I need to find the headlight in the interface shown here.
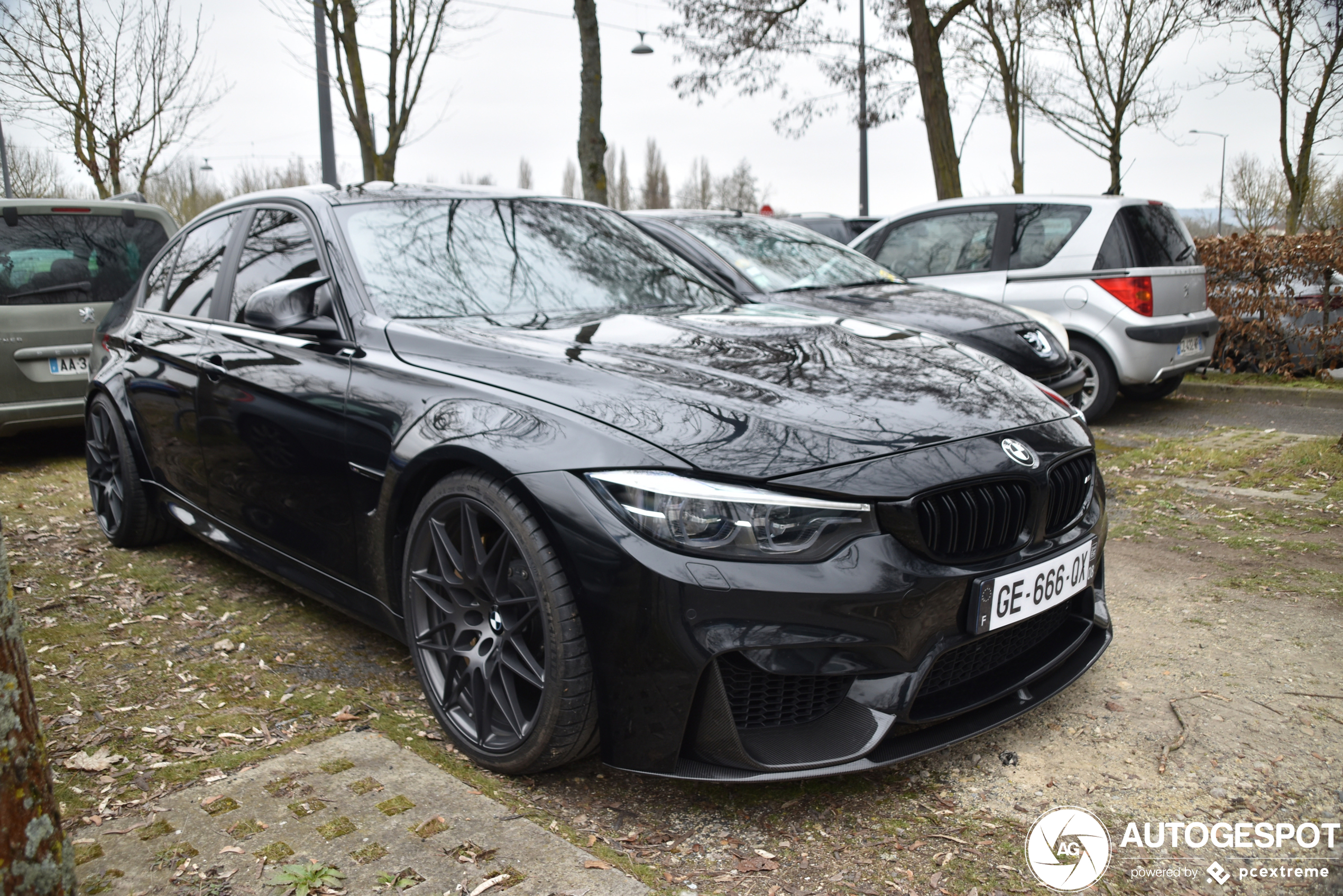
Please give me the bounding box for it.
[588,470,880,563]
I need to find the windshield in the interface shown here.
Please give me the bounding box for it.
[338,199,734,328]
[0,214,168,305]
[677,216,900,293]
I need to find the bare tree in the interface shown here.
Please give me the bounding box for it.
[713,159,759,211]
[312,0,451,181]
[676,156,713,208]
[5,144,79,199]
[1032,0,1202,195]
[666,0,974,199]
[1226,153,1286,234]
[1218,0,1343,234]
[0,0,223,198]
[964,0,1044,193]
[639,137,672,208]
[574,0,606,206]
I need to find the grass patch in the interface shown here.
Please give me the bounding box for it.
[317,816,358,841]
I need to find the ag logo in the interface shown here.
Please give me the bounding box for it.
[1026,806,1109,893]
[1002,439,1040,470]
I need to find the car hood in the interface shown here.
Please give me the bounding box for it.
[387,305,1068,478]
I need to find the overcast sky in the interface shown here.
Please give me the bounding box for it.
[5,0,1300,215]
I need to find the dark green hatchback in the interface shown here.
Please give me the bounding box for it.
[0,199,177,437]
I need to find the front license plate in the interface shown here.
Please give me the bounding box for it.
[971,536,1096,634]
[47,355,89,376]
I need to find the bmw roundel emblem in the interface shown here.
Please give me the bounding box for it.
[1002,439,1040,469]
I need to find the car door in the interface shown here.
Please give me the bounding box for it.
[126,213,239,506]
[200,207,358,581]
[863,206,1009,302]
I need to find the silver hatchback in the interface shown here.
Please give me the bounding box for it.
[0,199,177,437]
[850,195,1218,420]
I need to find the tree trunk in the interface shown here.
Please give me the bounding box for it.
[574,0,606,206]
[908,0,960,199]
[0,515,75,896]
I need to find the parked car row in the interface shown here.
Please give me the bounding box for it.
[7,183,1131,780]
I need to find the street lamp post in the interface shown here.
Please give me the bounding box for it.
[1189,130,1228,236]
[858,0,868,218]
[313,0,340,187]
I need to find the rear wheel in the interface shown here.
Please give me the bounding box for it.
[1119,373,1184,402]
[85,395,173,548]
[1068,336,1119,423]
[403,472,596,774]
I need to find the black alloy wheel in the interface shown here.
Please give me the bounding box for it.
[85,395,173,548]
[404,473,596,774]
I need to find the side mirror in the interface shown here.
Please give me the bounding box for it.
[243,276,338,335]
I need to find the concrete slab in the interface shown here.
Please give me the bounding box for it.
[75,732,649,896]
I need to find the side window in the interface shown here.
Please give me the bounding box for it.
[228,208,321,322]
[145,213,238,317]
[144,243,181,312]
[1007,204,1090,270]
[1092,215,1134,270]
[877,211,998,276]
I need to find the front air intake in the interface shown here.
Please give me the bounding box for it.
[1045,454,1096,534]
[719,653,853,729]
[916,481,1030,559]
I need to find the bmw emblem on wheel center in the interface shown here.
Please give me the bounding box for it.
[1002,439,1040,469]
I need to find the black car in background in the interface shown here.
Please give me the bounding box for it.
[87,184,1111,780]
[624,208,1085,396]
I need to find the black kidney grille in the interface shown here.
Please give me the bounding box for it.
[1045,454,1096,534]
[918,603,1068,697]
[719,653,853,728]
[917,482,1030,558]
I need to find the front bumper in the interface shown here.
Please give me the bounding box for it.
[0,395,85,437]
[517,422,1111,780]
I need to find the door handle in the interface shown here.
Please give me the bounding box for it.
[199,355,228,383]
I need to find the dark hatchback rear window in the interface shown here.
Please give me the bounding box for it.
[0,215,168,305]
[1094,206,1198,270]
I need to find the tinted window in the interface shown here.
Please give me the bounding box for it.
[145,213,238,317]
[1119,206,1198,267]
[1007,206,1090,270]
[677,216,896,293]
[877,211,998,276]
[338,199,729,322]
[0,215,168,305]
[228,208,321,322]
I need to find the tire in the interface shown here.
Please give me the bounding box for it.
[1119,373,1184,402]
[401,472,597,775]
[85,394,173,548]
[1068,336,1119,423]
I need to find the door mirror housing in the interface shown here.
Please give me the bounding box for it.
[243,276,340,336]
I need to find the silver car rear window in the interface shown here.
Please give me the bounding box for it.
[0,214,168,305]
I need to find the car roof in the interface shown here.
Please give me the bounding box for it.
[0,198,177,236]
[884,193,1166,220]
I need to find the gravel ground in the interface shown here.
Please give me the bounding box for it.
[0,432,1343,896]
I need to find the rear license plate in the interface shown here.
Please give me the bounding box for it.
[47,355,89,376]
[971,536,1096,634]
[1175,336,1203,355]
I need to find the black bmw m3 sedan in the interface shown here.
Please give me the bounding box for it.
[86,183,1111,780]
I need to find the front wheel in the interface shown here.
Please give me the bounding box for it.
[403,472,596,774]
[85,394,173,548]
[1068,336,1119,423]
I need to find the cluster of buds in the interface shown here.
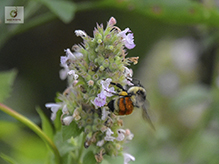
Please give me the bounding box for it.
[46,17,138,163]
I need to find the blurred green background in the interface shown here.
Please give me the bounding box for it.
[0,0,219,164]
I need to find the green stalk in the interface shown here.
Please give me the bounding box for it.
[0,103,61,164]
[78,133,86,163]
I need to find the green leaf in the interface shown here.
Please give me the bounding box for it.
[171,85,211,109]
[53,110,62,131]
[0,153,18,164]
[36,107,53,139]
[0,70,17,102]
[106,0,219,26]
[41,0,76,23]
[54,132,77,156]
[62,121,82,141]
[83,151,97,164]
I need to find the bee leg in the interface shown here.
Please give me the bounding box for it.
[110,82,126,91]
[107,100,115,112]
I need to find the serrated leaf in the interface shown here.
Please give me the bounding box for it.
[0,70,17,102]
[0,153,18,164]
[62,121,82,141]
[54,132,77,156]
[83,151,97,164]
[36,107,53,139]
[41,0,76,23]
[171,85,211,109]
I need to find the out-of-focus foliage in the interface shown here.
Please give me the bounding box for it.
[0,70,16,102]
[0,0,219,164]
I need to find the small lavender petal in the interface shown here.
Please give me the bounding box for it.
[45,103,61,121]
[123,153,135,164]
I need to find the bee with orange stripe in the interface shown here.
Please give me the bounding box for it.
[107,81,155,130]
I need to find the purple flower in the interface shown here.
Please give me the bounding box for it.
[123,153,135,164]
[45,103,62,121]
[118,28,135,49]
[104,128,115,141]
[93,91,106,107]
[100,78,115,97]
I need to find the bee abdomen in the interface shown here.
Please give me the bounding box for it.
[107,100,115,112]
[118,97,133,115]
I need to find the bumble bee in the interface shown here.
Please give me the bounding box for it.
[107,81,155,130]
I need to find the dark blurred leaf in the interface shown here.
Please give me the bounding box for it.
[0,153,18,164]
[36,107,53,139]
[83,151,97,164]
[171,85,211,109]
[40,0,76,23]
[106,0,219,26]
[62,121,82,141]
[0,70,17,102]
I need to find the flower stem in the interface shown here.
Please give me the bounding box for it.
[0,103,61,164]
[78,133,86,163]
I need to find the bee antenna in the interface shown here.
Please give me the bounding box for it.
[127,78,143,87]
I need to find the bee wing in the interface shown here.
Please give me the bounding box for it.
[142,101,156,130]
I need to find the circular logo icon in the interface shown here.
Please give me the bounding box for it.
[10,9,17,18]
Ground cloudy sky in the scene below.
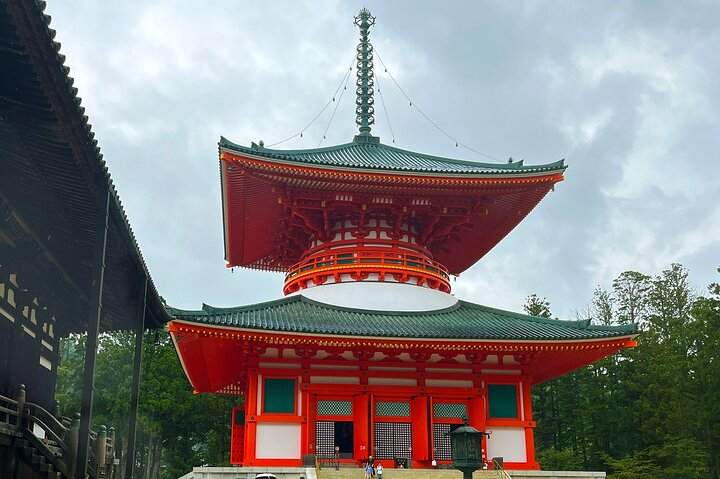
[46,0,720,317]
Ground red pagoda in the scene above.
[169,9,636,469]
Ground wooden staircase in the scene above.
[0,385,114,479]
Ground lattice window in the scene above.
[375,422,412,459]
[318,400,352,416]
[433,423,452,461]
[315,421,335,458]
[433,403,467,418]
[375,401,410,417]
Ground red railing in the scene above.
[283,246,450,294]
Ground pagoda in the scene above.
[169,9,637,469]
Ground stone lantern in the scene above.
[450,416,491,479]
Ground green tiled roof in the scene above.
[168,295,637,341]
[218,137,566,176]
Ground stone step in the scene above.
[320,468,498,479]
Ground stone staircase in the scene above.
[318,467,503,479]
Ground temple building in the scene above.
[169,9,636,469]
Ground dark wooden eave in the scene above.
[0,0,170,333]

...

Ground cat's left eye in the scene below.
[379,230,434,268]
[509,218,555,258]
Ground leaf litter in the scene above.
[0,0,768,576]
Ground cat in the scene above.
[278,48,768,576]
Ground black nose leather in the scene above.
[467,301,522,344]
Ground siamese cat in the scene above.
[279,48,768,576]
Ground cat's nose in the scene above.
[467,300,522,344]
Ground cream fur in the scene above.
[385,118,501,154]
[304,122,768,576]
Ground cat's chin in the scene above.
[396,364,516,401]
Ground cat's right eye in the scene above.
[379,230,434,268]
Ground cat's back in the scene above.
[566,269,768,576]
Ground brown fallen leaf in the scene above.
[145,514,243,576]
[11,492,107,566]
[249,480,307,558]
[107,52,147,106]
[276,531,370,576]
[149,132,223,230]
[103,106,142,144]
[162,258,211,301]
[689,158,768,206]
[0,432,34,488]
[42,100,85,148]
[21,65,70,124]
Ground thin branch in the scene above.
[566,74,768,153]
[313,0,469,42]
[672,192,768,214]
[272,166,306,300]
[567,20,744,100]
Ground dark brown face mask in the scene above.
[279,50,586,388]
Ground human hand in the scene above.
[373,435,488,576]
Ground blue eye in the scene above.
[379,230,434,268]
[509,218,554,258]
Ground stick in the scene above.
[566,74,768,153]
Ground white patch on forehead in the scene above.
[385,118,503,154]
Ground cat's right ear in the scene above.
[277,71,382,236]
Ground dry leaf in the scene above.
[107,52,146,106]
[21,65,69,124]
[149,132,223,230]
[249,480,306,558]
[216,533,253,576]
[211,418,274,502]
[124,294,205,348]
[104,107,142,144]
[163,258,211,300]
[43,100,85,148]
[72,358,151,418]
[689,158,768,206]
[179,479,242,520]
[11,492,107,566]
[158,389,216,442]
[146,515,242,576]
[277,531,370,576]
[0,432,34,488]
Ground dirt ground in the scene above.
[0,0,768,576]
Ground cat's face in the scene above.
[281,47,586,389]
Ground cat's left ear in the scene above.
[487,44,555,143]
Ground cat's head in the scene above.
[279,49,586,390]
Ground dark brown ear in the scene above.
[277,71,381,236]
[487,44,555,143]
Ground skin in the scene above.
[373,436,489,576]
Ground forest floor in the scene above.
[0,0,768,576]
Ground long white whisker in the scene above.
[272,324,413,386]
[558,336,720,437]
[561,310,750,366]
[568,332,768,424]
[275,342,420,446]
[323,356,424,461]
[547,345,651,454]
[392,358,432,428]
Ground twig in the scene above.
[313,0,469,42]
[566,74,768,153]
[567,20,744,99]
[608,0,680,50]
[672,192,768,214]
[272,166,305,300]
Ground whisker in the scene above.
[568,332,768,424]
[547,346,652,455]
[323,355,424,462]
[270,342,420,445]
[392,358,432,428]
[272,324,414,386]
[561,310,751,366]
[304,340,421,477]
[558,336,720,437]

==

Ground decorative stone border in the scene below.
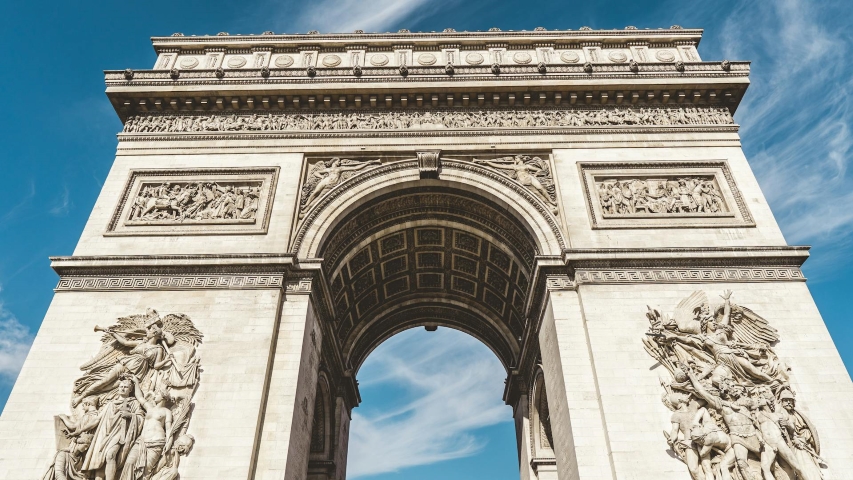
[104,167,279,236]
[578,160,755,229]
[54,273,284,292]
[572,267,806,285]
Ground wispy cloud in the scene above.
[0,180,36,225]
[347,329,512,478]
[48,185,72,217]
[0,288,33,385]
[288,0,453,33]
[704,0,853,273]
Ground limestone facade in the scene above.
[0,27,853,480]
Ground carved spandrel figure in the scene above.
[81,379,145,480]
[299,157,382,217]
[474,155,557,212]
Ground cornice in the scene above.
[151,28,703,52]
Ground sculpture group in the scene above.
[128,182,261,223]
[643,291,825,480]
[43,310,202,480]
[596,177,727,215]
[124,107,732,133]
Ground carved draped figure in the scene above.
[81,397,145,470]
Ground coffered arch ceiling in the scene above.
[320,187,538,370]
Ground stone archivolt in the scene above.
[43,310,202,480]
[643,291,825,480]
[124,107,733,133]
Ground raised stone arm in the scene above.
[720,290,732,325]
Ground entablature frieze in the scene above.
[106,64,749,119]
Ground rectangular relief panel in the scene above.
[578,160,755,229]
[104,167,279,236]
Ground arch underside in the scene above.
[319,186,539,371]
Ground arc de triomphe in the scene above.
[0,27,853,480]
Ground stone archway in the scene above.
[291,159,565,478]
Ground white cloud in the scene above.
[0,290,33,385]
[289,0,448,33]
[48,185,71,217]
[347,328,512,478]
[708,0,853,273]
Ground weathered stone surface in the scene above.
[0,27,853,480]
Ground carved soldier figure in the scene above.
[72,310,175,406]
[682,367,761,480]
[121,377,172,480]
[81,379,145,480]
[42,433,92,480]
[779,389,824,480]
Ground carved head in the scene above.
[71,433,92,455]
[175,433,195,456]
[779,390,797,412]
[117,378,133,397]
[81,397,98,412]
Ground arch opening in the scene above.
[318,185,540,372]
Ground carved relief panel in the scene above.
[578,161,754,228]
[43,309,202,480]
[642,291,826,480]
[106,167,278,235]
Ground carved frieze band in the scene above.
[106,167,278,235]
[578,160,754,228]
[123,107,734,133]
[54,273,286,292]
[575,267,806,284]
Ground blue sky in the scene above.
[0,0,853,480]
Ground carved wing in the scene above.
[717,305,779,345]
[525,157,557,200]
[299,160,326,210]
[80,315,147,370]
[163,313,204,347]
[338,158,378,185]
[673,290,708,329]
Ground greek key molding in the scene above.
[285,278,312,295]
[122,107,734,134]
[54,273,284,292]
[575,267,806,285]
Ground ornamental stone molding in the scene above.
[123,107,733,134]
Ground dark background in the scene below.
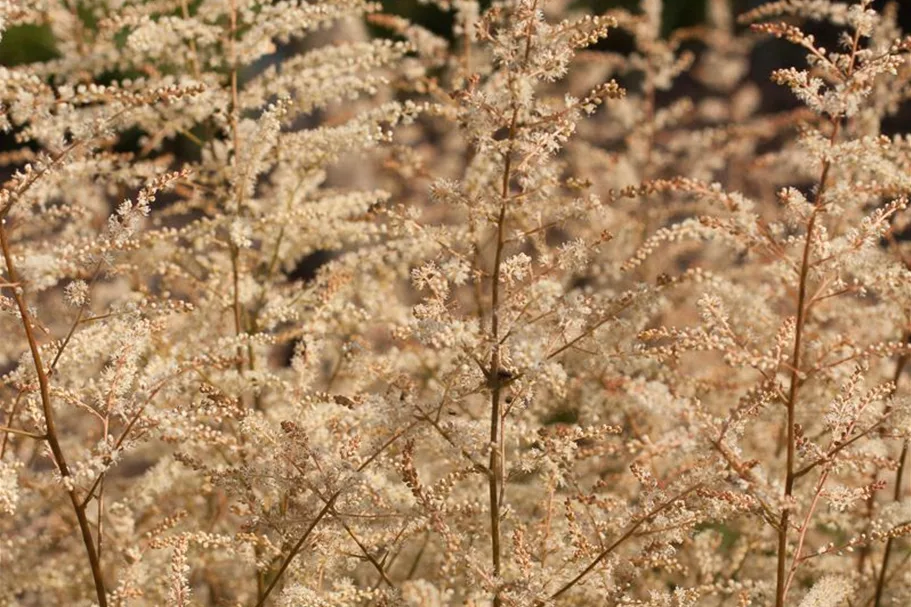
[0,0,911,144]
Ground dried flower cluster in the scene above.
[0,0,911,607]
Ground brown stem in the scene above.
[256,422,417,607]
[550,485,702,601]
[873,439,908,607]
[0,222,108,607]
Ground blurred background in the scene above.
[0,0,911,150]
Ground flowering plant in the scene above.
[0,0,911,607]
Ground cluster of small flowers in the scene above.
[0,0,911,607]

__WHAT IS REQUIRED__. Please copy out the records again word for word, from the line with "I need to find the silver hatchback" to the line with "[7,183,1131,780]", both of those lines included.

__OUTPUT FOR THIS TASK__.
I need to find the silver hatchback in the interface shown here.
Please give me the bounding box for it.
[0,199,177,437]
[850,195,1218,420]
I need to find the tree trunk in the interface shown here.
Please give me the bounding box for it.
[574,0,606,206]
[908,0,960,199]
[0,515,75,896]
I need to find the parked car row in the interface shown here.
Please give me the bounding box for it.
[7,183,1131,780]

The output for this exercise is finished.